**Exercise prompt:** Lines with the word "trousers" are the ones wanted. Copy each of them from the entries below.

(Saved entries)
▶

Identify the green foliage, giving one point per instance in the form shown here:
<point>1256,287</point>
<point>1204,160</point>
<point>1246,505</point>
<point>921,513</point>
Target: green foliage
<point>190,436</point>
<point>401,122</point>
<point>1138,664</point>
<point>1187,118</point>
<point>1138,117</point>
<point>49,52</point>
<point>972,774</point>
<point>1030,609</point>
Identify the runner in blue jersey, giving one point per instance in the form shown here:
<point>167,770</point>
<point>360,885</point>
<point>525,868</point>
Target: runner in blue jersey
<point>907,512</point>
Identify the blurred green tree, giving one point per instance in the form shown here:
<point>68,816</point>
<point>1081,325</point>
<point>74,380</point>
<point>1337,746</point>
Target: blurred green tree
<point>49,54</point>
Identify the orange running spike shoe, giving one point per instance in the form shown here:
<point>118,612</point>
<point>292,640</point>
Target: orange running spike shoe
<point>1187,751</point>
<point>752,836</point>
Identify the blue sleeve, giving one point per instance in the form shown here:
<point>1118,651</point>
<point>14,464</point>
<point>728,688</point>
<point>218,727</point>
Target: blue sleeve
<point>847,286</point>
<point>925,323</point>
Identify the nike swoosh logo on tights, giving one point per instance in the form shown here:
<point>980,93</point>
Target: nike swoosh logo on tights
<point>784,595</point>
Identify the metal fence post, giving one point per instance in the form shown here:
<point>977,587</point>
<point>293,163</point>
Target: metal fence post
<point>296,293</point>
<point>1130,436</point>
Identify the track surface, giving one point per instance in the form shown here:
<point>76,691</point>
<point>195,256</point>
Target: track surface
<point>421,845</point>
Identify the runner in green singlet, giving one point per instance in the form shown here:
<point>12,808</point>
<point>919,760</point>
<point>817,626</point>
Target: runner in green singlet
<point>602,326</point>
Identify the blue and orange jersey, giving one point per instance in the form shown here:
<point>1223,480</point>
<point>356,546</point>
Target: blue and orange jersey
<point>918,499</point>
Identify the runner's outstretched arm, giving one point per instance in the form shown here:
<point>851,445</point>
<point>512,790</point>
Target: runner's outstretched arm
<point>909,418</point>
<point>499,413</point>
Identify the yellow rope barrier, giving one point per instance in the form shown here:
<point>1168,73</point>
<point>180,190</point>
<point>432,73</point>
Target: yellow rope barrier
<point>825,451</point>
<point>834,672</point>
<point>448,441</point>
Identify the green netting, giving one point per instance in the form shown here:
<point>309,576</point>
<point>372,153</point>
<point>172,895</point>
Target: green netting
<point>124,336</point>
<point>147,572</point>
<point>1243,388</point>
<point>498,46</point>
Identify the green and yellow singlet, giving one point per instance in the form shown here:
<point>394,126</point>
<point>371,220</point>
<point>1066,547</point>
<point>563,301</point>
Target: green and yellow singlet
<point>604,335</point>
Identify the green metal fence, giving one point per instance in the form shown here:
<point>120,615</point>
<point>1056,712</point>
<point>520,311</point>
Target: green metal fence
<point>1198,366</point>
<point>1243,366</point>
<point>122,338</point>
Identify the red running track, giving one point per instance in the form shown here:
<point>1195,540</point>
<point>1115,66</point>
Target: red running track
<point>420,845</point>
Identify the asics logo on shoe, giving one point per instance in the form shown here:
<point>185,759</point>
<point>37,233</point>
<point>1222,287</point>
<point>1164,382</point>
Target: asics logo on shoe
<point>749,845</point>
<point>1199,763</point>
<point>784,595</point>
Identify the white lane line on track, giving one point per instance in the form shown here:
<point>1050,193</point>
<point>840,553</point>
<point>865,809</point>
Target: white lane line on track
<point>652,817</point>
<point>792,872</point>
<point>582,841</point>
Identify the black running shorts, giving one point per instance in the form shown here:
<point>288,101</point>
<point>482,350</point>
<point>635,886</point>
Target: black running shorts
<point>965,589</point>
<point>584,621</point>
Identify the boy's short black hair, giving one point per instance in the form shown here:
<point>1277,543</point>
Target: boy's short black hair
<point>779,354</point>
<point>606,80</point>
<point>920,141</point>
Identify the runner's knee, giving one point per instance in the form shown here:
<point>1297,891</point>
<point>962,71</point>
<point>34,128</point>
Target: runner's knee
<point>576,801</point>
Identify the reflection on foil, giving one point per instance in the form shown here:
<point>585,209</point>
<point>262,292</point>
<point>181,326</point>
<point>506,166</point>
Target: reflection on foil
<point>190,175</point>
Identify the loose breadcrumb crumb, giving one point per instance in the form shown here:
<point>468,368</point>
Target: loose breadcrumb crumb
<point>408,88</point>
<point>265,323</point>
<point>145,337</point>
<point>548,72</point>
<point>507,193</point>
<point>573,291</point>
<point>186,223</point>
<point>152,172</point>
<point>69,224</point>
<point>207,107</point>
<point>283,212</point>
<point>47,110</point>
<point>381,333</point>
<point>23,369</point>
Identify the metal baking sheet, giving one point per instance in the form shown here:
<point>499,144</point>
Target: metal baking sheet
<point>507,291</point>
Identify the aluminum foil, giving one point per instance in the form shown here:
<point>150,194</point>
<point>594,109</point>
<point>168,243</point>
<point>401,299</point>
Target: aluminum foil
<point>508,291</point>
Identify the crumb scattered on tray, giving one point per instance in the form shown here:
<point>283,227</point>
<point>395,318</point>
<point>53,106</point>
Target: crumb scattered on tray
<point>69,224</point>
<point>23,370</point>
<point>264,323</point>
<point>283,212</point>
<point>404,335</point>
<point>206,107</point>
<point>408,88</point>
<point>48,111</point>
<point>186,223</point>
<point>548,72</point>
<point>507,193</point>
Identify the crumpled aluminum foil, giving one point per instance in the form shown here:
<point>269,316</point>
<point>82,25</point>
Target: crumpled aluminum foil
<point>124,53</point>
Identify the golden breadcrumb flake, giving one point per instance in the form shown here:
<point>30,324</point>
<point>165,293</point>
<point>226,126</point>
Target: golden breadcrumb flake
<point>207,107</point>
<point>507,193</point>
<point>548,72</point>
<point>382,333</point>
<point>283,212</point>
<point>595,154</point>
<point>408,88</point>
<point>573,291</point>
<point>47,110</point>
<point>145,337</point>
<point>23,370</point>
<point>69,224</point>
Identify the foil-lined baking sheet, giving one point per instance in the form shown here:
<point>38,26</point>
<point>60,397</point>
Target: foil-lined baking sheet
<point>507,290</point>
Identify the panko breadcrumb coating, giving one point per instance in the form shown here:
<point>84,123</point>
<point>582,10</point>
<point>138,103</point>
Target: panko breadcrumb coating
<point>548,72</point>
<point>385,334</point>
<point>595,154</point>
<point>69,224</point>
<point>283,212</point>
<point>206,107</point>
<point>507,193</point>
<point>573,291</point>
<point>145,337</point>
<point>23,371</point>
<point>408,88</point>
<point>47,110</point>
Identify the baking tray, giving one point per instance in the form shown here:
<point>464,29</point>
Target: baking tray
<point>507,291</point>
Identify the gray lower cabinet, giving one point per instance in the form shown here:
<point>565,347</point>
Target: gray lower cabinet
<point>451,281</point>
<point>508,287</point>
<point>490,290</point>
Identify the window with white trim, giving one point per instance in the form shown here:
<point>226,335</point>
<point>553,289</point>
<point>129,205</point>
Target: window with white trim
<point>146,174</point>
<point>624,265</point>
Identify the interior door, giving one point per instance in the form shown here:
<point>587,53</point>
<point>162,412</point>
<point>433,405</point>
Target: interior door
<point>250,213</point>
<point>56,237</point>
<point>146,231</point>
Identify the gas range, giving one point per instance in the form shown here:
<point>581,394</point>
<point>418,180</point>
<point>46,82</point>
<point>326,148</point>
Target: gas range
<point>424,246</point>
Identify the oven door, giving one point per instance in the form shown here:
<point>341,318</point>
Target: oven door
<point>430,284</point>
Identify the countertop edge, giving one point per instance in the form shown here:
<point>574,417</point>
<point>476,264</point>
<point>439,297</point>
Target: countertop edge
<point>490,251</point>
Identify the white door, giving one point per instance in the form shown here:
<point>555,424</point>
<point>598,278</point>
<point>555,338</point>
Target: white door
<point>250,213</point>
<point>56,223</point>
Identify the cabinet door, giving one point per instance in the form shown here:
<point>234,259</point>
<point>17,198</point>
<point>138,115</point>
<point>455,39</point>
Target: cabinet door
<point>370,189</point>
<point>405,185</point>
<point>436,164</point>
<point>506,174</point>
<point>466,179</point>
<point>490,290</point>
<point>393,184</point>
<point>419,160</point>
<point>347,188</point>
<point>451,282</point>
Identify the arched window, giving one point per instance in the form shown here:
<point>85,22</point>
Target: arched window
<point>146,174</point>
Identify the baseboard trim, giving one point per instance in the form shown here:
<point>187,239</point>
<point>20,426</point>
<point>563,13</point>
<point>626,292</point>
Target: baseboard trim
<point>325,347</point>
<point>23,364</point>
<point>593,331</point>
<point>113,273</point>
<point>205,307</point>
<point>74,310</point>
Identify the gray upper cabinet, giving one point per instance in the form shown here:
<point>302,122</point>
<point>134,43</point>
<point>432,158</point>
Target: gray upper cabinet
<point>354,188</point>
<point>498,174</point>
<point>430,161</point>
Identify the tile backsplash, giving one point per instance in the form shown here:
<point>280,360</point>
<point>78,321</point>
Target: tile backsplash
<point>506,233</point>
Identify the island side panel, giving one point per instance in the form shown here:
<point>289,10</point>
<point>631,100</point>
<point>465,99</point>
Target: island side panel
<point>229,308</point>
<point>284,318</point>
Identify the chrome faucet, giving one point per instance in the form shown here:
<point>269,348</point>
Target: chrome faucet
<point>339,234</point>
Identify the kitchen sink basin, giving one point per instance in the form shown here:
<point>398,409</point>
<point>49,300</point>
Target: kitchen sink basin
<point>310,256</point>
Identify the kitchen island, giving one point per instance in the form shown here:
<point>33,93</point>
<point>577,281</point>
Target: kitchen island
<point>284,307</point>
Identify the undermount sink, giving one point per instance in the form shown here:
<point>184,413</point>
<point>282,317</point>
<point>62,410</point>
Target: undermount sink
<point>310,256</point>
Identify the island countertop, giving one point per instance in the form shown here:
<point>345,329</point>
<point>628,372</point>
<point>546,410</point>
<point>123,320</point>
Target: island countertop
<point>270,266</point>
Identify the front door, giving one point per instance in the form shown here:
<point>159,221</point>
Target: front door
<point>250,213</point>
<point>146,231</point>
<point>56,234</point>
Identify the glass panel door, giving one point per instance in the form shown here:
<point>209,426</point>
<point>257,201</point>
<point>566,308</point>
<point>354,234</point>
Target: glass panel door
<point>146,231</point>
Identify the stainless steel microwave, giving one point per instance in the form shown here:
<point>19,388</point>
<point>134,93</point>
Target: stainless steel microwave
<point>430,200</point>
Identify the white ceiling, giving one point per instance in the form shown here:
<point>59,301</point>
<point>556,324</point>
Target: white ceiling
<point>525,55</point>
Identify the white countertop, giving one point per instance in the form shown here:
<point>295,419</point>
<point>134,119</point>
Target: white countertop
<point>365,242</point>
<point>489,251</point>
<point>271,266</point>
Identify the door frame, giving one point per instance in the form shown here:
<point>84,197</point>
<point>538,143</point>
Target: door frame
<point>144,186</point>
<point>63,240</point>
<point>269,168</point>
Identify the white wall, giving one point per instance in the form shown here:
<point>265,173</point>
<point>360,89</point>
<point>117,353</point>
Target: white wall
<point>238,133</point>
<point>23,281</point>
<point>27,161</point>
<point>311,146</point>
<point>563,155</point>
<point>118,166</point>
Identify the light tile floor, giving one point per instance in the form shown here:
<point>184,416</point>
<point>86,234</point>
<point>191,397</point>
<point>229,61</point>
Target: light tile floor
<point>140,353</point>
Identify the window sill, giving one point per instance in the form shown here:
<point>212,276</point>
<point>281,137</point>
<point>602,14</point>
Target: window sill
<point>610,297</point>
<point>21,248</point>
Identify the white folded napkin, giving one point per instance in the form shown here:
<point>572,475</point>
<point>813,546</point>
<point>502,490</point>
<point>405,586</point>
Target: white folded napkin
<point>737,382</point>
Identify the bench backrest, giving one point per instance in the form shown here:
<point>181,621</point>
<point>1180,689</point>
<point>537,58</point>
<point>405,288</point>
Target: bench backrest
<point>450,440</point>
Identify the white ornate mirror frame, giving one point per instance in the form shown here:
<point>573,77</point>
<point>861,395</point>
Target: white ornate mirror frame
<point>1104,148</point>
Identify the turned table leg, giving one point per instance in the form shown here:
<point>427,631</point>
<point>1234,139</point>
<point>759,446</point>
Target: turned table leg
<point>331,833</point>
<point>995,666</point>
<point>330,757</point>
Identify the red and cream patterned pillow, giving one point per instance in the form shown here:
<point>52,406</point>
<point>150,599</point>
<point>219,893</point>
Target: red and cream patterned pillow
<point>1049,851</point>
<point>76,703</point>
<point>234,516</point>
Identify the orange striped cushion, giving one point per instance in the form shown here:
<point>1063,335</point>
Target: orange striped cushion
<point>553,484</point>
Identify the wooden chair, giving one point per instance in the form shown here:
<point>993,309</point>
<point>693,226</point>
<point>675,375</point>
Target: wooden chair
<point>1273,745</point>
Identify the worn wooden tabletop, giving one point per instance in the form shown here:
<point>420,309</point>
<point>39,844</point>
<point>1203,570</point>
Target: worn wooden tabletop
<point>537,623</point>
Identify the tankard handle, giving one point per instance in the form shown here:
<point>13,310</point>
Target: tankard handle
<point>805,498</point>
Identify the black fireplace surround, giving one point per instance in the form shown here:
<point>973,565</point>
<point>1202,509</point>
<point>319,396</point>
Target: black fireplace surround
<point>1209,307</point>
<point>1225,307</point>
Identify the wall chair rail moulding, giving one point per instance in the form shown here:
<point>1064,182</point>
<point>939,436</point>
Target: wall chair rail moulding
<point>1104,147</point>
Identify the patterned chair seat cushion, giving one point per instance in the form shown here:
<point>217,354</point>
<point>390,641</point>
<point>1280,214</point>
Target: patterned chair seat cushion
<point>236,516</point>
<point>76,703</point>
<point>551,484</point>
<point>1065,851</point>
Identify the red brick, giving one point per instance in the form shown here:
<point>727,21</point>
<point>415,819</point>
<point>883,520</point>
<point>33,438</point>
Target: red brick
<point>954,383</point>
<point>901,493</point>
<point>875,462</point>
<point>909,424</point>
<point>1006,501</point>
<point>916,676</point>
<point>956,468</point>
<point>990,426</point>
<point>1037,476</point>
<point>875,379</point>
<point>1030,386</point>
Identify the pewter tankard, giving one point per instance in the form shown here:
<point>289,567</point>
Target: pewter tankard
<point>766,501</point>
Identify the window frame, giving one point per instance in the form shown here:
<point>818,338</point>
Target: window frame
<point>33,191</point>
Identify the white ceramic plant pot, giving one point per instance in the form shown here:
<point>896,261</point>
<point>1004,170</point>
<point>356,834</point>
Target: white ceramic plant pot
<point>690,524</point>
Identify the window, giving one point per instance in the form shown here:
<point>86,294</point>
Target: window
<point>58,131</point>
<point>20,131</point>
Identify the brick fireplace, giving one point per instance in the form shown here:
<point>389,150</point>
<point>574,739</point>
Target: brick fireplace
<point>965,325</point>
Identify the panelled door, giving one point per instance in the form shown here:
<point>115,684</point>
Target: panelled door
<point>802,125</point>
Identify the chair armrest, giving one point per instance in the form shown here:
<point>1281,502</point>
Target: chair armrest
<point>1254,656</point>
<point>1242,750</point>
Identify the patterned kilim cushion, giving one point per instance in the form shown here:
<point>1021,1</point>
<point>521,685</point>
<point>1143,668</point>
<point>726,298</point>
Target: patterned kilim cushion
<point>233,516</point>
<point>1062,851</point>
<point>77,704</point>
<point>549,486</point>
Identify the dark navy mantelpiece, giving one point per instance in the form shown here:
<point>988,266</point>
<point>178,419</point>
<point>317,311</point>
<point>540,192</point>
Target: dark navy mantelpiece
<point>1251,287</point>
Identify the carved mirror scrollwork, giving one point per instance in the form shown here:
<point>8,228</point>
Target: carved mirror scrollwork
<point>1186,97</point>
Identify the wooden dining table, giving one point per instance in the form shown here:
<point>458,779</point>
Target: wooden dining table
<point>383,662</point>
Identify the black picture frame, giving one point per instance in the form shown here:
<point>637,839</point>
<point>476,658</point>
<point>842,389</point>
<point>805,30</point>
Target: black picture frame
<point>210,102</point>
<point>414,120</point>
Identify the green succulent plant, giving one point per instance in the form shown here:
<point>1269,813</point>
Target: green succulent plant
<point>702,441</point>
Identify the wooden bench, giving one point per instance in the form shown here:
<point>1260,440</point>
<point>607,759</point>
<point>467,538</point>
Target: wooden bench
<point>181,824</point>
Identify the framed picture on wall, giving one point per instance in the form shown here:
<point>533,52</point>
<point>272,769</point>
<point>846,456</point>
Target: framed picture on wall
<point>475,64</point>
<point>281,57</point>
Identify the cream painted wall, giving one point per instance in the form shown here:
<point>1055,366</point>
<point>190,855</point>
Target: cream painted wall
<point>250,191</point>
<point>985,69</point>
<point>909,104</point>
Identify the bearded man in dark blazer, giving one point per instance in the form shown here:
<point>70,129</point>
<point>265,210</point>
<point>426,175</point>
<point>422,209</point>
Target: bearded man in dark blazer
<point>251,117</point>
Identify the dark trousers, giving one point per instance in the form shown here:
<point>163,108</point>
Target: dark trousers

◀

**Solved problem:**
Identify the dark trousers, giving one point per instance in the form shown here:
Target: dark trousers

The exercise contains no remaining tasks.